## WHAT YOU HAVE TO DO
Restate the entire listing word for word.

## Data items
* Start *

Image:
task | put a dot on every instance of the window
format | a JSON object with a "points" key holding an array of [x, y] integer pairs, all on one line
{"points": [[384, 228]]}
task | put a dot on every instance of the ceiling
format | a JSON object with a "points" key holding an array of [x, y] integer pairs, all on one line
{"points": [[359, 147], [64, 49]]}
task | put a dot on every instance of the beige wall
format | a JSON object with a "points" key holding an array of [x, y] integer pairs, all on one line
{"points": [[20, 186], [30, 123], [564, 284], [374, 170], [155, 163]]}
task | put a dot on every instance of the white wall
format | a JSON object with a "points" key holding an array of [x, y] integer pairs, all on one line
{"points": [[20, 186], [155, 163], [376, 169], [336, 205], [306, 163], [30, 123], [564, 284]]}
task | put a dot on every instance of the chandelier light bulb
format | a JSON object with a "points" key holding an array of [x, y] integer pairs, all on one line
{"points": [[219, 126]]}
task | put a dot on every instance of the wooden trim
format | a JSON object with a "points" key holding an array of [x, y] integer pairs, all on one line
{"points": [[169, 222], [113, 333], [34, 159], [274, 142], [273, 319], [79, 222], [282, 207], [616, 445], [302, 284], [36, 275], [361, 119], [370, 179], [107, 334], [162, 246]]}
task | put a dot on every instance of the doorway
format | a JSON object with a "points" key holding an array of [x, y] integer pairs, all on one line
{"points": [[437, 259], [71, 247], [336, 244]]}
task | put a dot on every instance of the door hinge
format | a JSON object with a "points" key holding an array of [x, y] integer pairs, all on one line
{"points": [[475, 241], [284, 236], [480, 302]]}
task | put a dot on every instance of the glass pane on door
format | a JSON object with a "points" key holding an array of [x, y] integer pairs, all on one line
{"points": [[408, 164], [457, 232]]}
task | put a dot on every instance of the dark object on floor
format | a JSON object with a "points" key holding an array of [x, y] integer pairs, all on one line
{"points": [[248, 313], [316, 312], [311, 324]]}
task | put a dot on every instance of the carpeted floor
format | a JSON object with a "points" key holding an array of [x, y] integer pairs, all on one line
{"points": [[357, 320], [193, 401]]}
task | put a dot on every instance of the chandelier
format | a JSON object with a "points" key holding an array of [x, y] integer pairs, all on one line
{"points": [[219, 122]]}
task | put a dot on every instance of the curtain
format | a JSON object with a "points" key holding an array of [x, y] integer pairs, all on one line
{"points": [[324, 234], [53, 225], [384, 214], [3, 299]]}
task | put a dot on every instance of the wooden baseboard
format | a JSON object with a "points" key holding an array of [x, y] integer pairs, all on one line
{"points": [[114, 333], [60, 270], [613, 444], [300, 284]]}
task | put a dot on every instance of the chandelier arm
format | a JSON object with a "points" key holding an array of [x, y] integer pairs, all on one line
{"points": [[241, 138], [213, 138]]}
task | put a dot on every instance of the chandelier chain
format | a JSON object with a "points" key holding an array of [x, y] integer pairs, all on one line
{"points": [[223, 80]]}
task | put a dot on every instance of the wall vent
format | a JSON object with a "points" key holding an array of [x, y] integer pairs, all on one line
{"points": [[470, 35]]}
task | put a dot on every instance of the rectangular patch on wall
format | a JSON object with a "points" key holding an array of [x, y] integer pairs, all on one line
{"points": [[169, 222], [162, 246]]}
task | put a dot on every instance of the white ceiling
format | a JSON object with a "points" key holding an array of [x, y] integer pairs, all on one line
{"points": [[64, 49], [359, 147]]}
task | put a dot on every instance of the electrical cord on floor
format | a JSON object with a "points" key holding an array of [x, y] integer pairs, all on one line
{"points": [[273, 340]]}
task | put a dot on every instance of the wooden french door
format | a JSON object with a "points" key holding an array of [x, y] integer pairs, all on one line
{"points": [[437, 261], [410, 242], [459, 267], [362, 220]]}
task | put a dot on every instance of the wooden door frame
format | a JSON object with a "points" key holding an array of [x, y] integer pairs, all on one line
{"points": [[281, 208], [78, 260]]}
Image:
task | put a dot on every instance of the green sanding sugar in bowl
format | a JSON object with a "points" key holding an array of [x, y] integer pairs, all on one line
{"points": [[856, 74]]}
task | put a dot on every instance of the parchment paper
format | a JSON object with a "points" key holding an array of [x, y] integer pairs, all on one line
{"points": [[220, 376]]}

* End *

## TASK ANSWER
Image:
task | put a dot on every instance of the window
format | a JSON object with a "points" key holding an array of [x, y] integer pairs, all on one line
{"points": [[384, 228]]}
task | put a dot on every instance of the ceiling
format | a JSON object with a "points" key holding an array of [x, y] integer pairs, all on one line
{"points": [[359, 147], [64, 49]]}
task | put a dot on every instance of the beige wall
format | a JSON object with a "points" key holding an array of [x, y] integer pairs, all on one line
{"points": [[20, 186], [30, 123], [564, 284], [374, 170], [155, 163]]}
task | put a dot on every instance of the white wall
format | a JSON object with a "points" key holding an array of [x, y] integer pairs, all on one line
{"points": [[20, 186], [155, 163], [376, 169], [336, 205], [306, 163], [30, 123], [564, 284]]}
task | put a dot on every instance of the chandelier light bulb
format | a JSON object with a "points" key holding an array of [x, y] integer pairs, all on one line
{"points": [[219, 126]]}
task | put a dot on every instance of the wooden trim
format | a JSON object with a "points" key holding an array of [x, y] integer pairs, all on one line
{"points": [[169, 222], [113, 333], [34, 159], [274, 142], [273, 319], [79, 222], [282, 207], [616, 445], [302, 284], [36, 275], [361, 119], [370, 179], [107, 334], [162, 246]]}
task | put a dot on every instance of the doorway
format | a JSON object with a "points" key holding an array of [x, y] integer pairs, all on one line
{"points": [[437, 259], [71, 247], [336, 244]]}
task | put a dot on every instance of the door hinge
format | a JSON object with a "points" key holding an array of [x, y] integer pairs, all on one line
{"points": [[475, 241], [284, 236], [480, 302]]}
task | put a dot on every instance of the glass pane on door
format | a JSON object with a "points" key holding an array of [x, y] integer pairs, all on one line
{"points": [[408, 164], [457, 232]]}
task | put a dot on every instance of the dark object on floor
format | a JSON object with a "points" key holding an array of [x, y] integer pairs, all on one line
{"points": [[248, 313], [316, 312], [311, 324]]}
task | put a dot on every instance of the carpeted floor
format | a JSON object with a "points" key holding an array of [x, y] integer pairs, all on one line
{"points": [[357, 320], [193, 401]]}
task | put a dot on every instance of the chandelier
format | a JSON object with a "points" key holding an array of [x, y] integer pairs, all on one line
{"points": [[219, 122]]}
task | put a dot on every instance of the curtain
format | a JSON object with a "points" key holding an array of [x, y] integer pairs, all on one line
{"points": [[324, 234], [53, 225], [384, 214], [3, 299]]}
task | put a dot on every instance of the wooden baseboard
format | a JSON object with a "points" key holding an array of [x, y] integer pairs, all on one line
{"points": [[114, 333], [60, 270], [613, 444], [300, 284]]}
task | put a dot on every instance of the chandelier arm
format | a JSON object with a "points" key holding an array of [x, y] integer pairs, all on one line
{"points": [[241, 138], [213, 138]]}
task | put a dot on every instance of the chandelier chain
format | a JSON object with a "points" key holding an array of [x, y] integer pairs, all on one line
{"points": [[223, 80]]}
task | put a dot on every instance of the wall vent
format | a JSON object with a "points" key holding an array of [x, y] integer pairs, all on one line
{"points": [[470, 35]]}
task | put a dot on every instance of the rectangular patch on wall
format | a JSON object with a "points" key holding an array of [x, y] integer pairs, all on one line
{"points": [[169, 222], [162, 246]]}
task | put a dot on every instance of the white ceiling
format | a JSON object with a "points" key holding an array of [x, y] integer pairs, all on one line
{"points": [[64, 49], [359, 147]]}
task | put a dot on every instance of the electrical cord on floor
format | a JSON object with a "points" key holding an array of [x, y] integer pairs, all on one line
{"points": [[273, 340]]}
task | put a dot on every instance of the wooden french door
format | a JSON object with a "points" key holding an array of [x, y] integer pairs, all on one line
{"points": [[437, 261], [410, 242], [459, 267], [362, 220]]}
task | put a dot on every instance of the wooden door frame
format | a JSON object with a "points" key holding an array of [x, y] integer pairs, all on one line
{"points": [[281, 208], [78, 260]]}
Image:
task | put a dot on every instance of the green sanding sugar in bowl
format | a JSON object with a "points" key holding an array of [x, y] integer pairs, all on one line
{"points": [[856, 74]]}
task | put a dot on every instance of the parchment paper
format | a JSON object with a "points" key holding an array of [x, y] integer pairs, all on one line
{"points": [[220, 376]]}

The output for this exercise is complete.